Marissa Paternoster (born August 1, 1986) is an artist, singer and guitarist active in New Jersey's New Brunswick music scene. She is the lead singer and guitarist in the bands Screaming Females and Noun.

Biography 
Paternoster's parents met while both teachers for the Elizabeth Public Schools. Her mother, Leslie Okun, who Paternoster has described as "culturally Jewish", was an art teacher who now resides in Florida. Her father, Angelo Paternoster, gave her her first guitar lessons before she taught herself to play as a teen. Paternoster grew up in Elizabeth, New Jersey and attended Roselle Catholic High School and  later Rutgers University's Mason Gross School of the Arts, where she became interested in music and formed Screaming Females. An only child and an introvert, she grew up with a passion for comics, drawing, and, before long, guitar.

Recording career 
Sleater-Kinney influenced her to start a band with bassist Mike Abbate and drummer Jarrett Dougherty in 2005. In a 2012 list, she was named the 77th greatest guitarist of all time by Spin magazine.

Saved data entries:
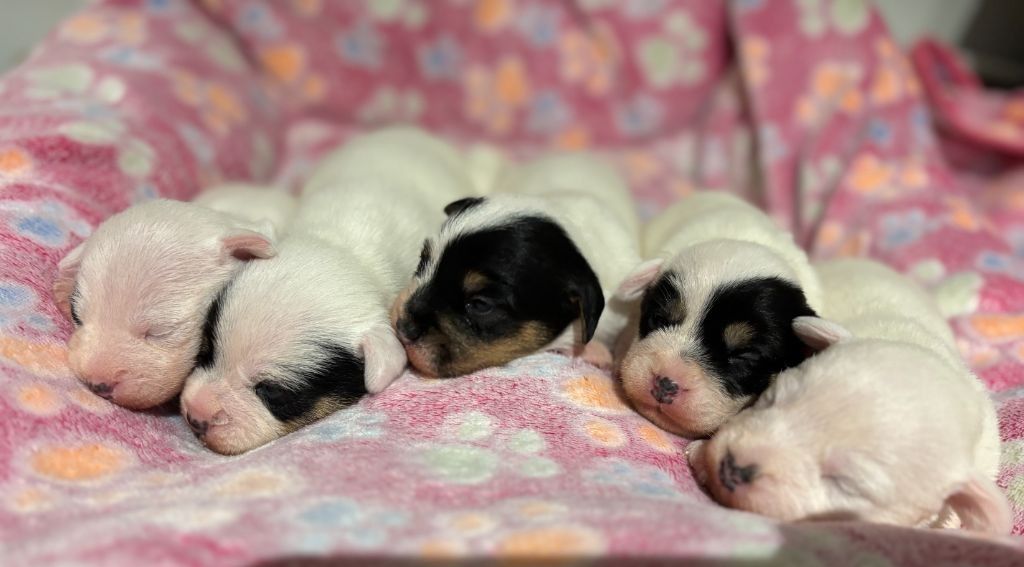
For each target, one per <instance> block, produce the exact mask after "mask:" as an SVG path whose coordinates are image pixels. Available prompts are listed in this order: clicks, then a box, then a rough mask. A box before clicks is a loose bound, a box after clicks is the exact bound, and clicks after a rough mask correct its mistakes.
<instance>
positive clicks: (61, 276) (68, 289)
mask: <svg viewBox="0 0 1024 567" xmlns="http://www.w3.org/2000/svg"><path fill="white" fill-rule="evenodd" d="M84 250H85V243H81V244H79V245H78V246H77V247H75V248H73V249H72V250H71V252H69V253H68V254H67V255H66V256H65V257H63V258H62V259H61V260H60V262H58V263H57V275H56V277H55V278H53V286H52V288H50V289H51V291H52V292H53V303H55V304H56V306H57V309H59V310H60V312H61V313H63V316H65V317H67V318H68V320H71V318H72V317H71V295H72V294H73V293H74V292H75V281H76V279H77V278H78V269H79V268H80V267H81V266H82V256H83V253H84Z"/></svg>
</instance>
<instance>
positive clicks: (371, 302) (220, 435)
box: [182, 128, 471, 453]
mask: <svg viewBox="0 0 1024 567" xmlns="http://www.w3.org/2000/svg"><path fill="white" fill-rule="evenodd" d="M450 155H454V150H451V148H447V146H446V145H444V144H443V142H441V141H439V140H436V139H434V138H431V137H429V136H427V135H426V134H424V133H422V132H420V131H415V130H411V129H404V128H402V129H392V130H382V131H380V132H377V133H374V134H369V135H366V136H362V137H359V138H356V139H354V140H352V141H351V142H350V143H349V144H347V145H345V146H344V147H342V148H341V149H340V150H338V151H336V152H335V154H332V155H331V156H330V157H328V158H327V159H326V160H325V162H324V163H323V164H322V165H321V167H319V168H318V169H317V171H316V172H314V173H313V175H312V177H311V178H310V181H309V183H308V184H307V186H306V187H304V189H303V198H302V201H301V203H300V206H299V210H298V212H297V214H296V217H295V222H294V225H293V228H292V231H291V233H290V235H289V236H288V237H287V238H286V239H285V241H284V242H282V243H281V246H280V254H279V256H278V257H276V258H275V259H274V261H273V262H266V263H263V264H262V265H258V264H254V265H252V266H249V267H252V268H254V269H247V270H244V271H243V272H242V273H240V274H239V276H238V277H237V279H236V280H234V282H233V284H232V285H231V287H230V288H229V290H228V292H227V294H226V295H225V297H224V301H223V306H222V311H221V315H220V324H219V325H218V331H221V333H219V334H218V337H217V343H216V348H215V358H214V363H213V365H212V367H210V368H198V369H197V370H196V372H195V373H194V374H193V376H191V377H189V379H188V382H187V384H186V386H185V389H184V392H183V394H182V410H183V411H184V412H185V413H187V415H189V416H193V417H195V416H200V418H197V419H202V420H203V421H209V422H211V423H213V422H214V419H215V418H216V422H219V423H218V425H216V426H214V427H212V428H211V429H210V431H209V432H208V433H207V435H206V437H205V439H204V441H205V442H206V443H207V445H208V446H210V447H211V448H213V449H214V450H217V451H219V452H227V453H236V452H242V451H245V450H248V449H251V448H253V447H255V446H258V445H260V444H263V443H266V442H267V441H270V440H271V439H273V438H276V437H279V436H281V435H283V434H284V433H287V432H288V431H289V430H290V426H289V425H288V424H282V423H280V422H278V421H276V420H275V419H274V418H273V417H272V415H271V413H270V412H269V411H268V410H267V409H266V408H265V407H264V406H263V404H262V403H261V402H260V400H259V399H258V397H257V396H256V395H255V393H254V391H253V386H254V385H255V384H256V383H257V382H259V381H260V380H273V381H276V382H279V383H287V382H288V380H289V379H290V374H289V373H288V372H287V367H299V366H301V365H303V364H310V363H315V361H316V358H317V356H318V354H317V352H318V350H317V349H316V348H313V347H312V346H311V345H312V344H313V343H315V342H327V343H333V344H338V345H342V346H345V347H348V348H350V349H352V350H354V351H355V352H356V353H357V354H360V355H362V356H364V357H365V358H366V365H367V376H366V387H367V389H368V390H369V391H370V392H379V391H381V390H383V389H384V388H385V387H386V386H387V385H388V384H389V383H390V382H391V381H393V380H394V379H395V378H397V376H398V375H400V374H401V372H402V370H403V368H404V365H406V354H404V350H403V348H402V347H401V345H400V343H398V341H397V339H396V338H395V336H394V334H393V332H392V331H391V329H390V325H389V319H388V309H389V307H390V305H391V303H392V302H393V301H394V299H395V297H396V296H397V294H398V291H399V290H400V288H401V287H402V286H403V284H404V282H406V281H408V278H409V277H410V275H411V274H412V273H413V270H414V269H415V267H416V264H417V262H418V258H419V252H420V246H421V244H422V243H423V241H424V239H425V238H426V237H427V236H428V235H429V234H431V233H432V232H434V231H435V230H436V229H437V226H439V225H440V223H441V222H442V220H443V218H444V214H443V208H444V206H445V205H446V204H449V203H451V202H452V201H456V200H458V199H460V198H463V197H465V195H466V193H465V192H464V191H467V190H471V189H470V188H469V187H470V186H471V185H470V181H469V179H468V177H467V175H466V174H465V172H463V171H462V170H460V169H458V168H457V167H455V166H453V165H452V162H451V160H450V159H449V158H450ZM218 416H219V418H217V417H218Z"/></svg>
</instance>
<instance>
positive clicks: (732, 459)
mask: <svg viewBox="0 0 1024 567" xmlns="http://www.w3.org/2000/svg"><path fill="white" fill-rule="evenodd" d="M757 476H758V466H757V465H748V466H746V467H740V466H738V465H736V457H735V456H733V455H732V451H726V452H725V457H724V459H722V463H721V464H720V465H719V466H718V478H719V479H720V480H721V481H722V486H725V488H726V489H727V490H728V491H730V492H732V491H733V490H735V489H736V487H737V486H742V485H744V484H750V483H751V482H753V481H754V478H755V477H757Z"/></svg>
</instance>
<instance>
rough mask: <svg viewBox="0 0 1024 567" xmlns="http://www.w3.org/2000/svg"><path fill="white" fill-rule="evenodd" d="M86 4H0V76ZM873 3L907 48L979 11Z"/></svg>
mask: <svg viewBox="0 0 1024 567" xmlns="http://www.w3.org/2000/svg"><path fill="white" fill-rule="evenodd" d="M86 1H87V0H0V13H2V14H6V15H5V16H4V17H3V18H2V19H0V72H3V71H6V70H8V69H10V68H12V67H14V66H15V64H17V63H18V62H19V61H20V60H22V59H24V58H25V56H26V55H28V53H29V50H30V49H32V46H33V45H35V44H36V43H37V42H38V41H39V40H40V39H41V38H42V37H43V36H44V35H45V34H46V33H47V32H48V31H49V30H50V29H52V28H53V26H54V25H55V24H56V23H57V21H60V20H61V19H62V18H65V17H67V16H68V14H70V13H72V12H74V11H75V10H77V9H78V8H79V7H81V6H82V5H84V4H85V3H86ZM625 1H629V0H625ZM874 1H876V4H878V5H879V7H880V8H881V9H882V12H883V13H884V14H885V16H886V19H887V20H888V21H889V26H890V28H891V29H892V31H893V35H894V36H896V39H897V40H899V41H900V42H901V43H903V44H904V45H906V44H909V43H912V42H913V40H915V39H916V38H918V37H920V36H921V35H922V34H925V33H928V34H931V35H934V36H936V37H938V38H940V39H944V40H946V41H949V42H955V41H956V40H958V39H959V37H961V35H962V34H963V33H964V30H965V29H966V27H967V26H968V24H970V21H971V17H972V16H973V15H974V12H975V11H976V10H977V8H978V0H874ZM1018 1H1020V0H1018ZM14 14H16V15H14Z"/></svg>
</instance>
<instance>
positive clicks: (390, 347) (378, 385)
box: [362, 325, 408, 394]
mask: <svg viewBox="0 0 1024 567" xmlns="http://www.w3.org/2000/svg"><path fill="white" fill-rule="evenodd" d="M362 357H364V359H365V360H366V365H367V367H366V386H367V391H368V392H370V393H371V394H379V393H380V392H383V391H384V389H385V388H387V387H388V386H390V385H391V383H392V382H394V381H395V379H397V378H398V377H399V376H401V373H403V372H406V363H407V362H408V359H407V358H406V349H404V348H403V347H402V346H401V343H399V342H398V339H397V338H396V337H395V336H394V331H393V330H392V329H391V328H390V326H388V325H377V326H374V328H373V329H371V330H370V332H369V333H367V336H366V337H364V338H362Z"/></svg>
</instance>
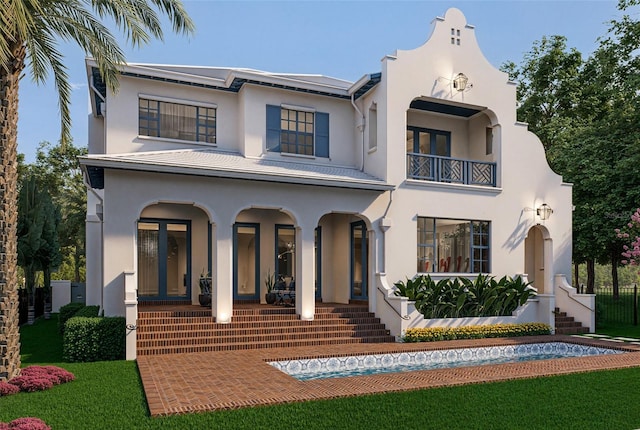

* _EXERCISE OBJECTIVE_:
Duplicate the entire Marissa Paternoster biography word for word. The lines above stand apart from the Marissa Paternoster biography and are not part of it.

* _REPLY_:
Marissa Paternoster (born August 1, 1986) is an artist, singer and guitarist active in New Jersey's New Brunswick music scene. She is the lead singer and guitarist in the bands Screaming Females and Noun.

Biography 
Paternoster's parents met while both teachers for the Elizabeth Public Schools. Her mother, Leslie Okun, who Paternoster has described as "culturally Jewish", was an art teacher who now resides in Florida. Her father, Angelo Paternoster, gave her her first guitar lessons before she taught herself to play as a teen. Paternoster grew up in Elizabeth, New Jersey and attended Roselle Catholic High School and  later Rutgers University's Mason Gross School of the Arts, where she became interested in music and formed Screaming Females. An only child and an introvert, she grew up with a passion for comics, drawing, and, before long, guitar.

Recording career 
Sleater-Kinney influenced her to start a band with bassist Mike Abbate and drummer Jarrett Dougherty in 2005. In a 2012 list, she was named the 77th greatest guitarist of all time by Spin magazine.